## start

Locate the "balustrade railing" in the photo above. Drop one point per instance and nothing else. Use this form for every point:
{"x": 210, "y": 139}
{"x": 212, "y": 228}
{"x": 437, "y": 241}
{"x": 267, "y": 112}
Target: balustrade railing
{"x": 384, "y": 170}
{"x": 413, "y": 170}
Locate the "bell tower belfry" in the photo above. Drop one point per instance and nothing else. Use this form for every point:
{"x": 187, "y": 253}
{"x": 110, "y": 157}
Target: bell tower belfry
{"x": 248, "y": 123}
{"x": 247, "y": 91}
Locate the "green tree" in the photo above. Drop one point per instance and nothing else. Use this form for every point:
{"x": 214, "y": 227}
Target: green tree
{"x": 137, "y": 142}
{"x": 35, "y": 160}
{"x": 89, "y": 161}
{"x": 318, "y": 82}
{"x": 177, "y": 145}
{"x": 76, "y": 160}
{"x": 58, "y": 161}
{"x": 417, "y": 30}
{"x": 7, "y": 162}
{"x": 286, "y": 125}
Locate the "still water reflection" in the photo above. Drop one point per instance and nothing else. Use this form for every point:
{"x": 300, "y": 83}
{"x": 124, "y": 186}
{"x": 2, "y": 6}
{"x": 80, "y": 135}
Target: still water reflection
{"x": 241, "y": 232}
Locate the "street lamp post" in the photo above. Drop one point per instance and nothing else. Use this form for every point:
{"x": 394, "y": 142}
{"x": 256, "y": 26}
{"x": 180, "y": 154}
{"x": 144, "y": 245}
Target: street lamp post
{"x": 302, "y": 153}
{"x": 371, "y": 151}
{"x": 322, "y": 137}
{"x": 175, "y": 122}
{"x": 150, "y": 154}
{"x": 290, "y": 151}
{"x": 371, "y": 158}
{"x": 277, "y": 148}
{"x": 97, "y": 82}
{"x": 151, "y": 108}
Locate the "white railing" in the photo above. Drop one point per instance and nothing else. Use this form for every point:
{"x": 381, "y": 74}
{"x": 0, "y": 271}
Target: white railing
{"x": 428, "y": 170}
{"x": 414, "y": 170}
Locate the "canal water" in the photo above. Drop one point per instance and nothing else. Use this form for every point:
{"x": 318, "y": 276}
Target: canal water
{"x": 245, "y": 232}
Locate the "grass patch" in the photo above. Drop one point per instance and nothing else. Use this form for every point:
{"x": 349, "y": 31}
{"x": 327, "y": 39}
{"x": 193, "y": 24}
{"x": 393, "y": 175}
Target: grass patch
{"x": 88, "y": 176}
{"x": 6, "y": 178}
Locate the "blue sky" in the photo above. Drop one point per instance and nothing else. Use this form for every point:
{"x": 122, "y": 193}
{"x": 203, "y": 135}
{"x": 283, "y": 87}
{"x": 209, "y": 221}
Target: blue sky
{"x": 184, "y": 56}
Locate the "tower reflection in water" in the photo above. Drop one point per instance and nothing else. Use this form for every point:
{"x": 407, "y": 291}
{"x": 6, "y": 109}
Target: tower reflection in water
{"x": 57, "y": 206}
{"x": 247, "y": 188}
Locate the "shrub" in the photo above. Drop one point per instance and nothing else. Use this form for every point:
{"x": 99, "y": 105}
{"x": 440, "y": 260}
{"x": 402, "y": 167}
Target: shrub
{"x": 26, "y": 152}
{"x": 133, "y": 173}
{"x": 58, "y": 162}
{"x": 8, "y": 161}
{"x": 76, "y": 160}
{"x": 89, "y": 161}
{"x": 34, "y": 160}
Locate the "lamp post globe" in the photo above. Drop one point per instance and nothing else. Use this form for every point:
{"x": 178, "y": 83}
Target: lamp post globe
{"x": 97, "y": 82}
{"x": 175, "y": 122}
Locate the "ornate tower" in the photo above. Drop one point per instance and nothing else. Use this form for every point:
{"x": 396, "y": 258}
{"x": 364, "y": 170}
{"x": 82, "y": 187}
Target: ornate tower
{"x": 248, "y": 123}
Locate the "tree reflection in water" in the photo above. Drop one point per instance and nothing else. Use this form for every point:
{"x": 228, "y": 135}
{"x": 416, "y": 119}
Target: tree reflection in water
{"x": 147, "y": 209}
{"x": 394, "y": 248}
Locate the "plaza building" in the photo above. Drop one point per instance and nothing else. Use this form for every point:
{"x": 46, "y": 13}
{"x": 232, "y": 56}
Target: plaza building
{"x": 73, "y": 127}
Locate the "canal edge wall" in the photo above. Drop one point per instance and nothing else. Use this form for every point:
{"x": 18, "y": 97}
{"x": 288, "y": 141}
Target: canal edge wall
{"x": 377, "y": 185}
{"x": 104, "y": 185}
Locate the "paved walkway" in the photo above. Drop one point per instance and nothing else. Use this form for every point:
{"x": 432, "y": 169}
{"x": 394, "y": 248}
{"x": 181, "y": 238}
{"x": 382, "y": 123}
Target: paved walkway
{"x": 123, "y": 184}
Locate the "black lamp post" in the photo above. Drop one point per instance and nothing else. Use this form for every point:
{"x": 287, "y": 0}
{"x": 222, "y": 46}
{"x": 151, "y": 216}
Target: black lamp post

## end

-- TASK DESCRIPTION --
From the listing above, extract every line exactly as it stands.

-- FULL OUTPUT --
Locate the "balustrade railing" in the photo above. Drop one point per instance and nothing else. Use this form for every point:
{"x": 210, "y": 139}
{"x": 212, "y": 228}
{"x": 437, "y": 241}
{"x": 267, "y": 112}
Target: balustrade railing
{"x": 384, "y": 170}
{"x": 413, "y": 170}
Locate the "bell tower belfry" in the photo above. Drop one point per instance and nothing else. Use this form for every point:
{"x": 187, "y": 253}
{"x": 110, "y": 157}
Target: bell tower belfry
{"x": 248, "y": 123}
{"x": 247, "y": 91}
Locate the "green tree" in the photo above. Drop one point per instance and nothing else. Use this form for every point:
{"x": 214, "y": 227}
Target: green tree
{"x": 137, "y": 142}
{"x": 35, "y": 160}
{"x": 89, "y": 161}
{"x": 318, "y": 82}
{"x": 177, "y": 145}
{"x": 76, "y": 160}
{"x": 58, "y": 161}
{"x": 417, "y": 30}
{"x": 7, "y": 162}
{"x": 286, "y": 125}
Locate the "still water reflection" in the photo above. Drop one point per instance and nothing else. Use this form for every point:
{"x": 300, "y": 83}
{"x": 124, "y": 186}
{"x": 2, "y": 6}
{"x": 80, "y": 135}
Target: still water reflection
{"x": 241, "y": 232}
Locate the "street lamp post" in the photo above. Drop one point per instance and nothing else. Use this form for every point:
{"x": 394, "y": 142}
{"x": 256, "y": 26}
{"x": 180, "y": 154}
{"x": 144, "y": 245}
Target: street lamp post
{"x": 302, "y": 153}
{"x": 371, "y": 151}
{"x": 322, "y": 137}
{"x": 175, "y": 122}
{"x": 150, "y": 154}
{"x": 290, "y": 151}
{"x": 371, "y": 158}
{"x": 277, "y": 148}
{"x": 97, "y": 82}
{"x": 151, "y": 108}
Locate the "white railing" in the photo above. Drop one point per instance and nothing else. Use this form for every point:
{"x": 381, "y": 74}
{"x": 0, "y": 271}
Target: white railing
{"x": 428, "y": 170}
{"x": 414, "y": 170}
Locate the "canal water" in the photo above. Drop one point per instance and nothing else. Use this form for every point:
{"x": 318, "y": 276}
Target: canal water
{"x": 245, "y": 232}
Locate the "grass patch" in the photo above. Drop one point per instance and nothing else. Use this form for every point:
{"x": 349, "y": 31}
{"x": 327, "y": 39}
{"x": 193, "y": 24}
{"x": 393, "y": 175}
Target: grass patch
{"x": 88, "y": 176}
{"x": 6, "y": 178}
Locate the "blue sky" in the photo above. Drop one point per instance and nothing else. Use this form for every point:
{"x": 122, "y": 193}
{"x": 203, "y": 135}
{"x": 283, "y": 87}
{"x": 209, "y": 221}
Target: blue sky
{"x": 184, "y": 56}
Locate the "tower reflection in water" in the photo above. Drop one point per instance and nothing else. Use this form for every point:
{"x": 407, "y": 291}
{"x": 6, "y": 109}
Target: tower reflection in water
{"x": 57, "y": 206}
{"x": 247, "y": 188}
Locate the "shrub" in the photo above. Drop one point per instance and nothing else. Use this form for every point:
{"x": 99, "y": 105}
{"x": 440, "y": 260}
{"x": 402, "y": 167}
Target: shrub
{"x": 26, "y": 152}
{"x": 133, "y": 173}
{"x": 58, "y": 162}
{"x": 8, "y": 161}
{"x": 76, "y": 160}
{"x": 89, "y": 161}
{"x": 34, "y": 160}
Locate the "lamp post globe" in the photo above. Drop one point per instance and nothing else. Use this form for every point:
{"x": 178, "y": 83}
Target: lamp post globe
{"x": 97, "y": 82}
{"x": 175, "y": 122}
Locate the "ornate tower" in the photo above. Drop one point per instance and nothing else. Use this form for every point:
{"x": 396, "y": 258}
{"x": 364, "y": 170}
{"x": 82, "y": 187}
Target: ornate tower
{"x": 248, "y": 123}
Locate the "tree reflection in water" in the photo above. Drop one point per instance and nothing else. Use this form for every point:
{"x": 228, "y": 135}
{"x": 416, "y": 119}
Target: tree reflection in water
{"x": 147, "y": 209}
{"x": 394, "y": 248}
Locate the "plaza building" in the photo above. Drop one point per instance and nothing else. Use this form for every point:
{"x": 46, "y": 13}
{"x": 232, "y": 56}
Target: plaza building
{"x": 73, "y": 127}
Locate the "canal edge wall" in the photo above. Drop one point per instance and nothing else. Use this form for every point:
{"x": 18, "y": 97}
{"x": 288, "y": 141}
Target: canal edge wall
{"x": 377, "y": 185}
{"x": 104, "y": 185}
Locate the "paved walkway" in the photo above. Drop one point per instance and nothing else. Use this form for every point:
{"x": 432, "y": 169}
{"x": 394, "y": 248}
{"x": 181, "y": 238}
{"x": 382, "y": 123}
Target: paved walkway
{"x": 123, "y": 184}
Locate the "black lamp post" in the photo above. Drop one point per instance and nothing else. Use this form for every point:
{"x": 287, "y": 0}
{"x": 222, "y": 46}
{"x": 151, "y": 216}
Target: black lamp post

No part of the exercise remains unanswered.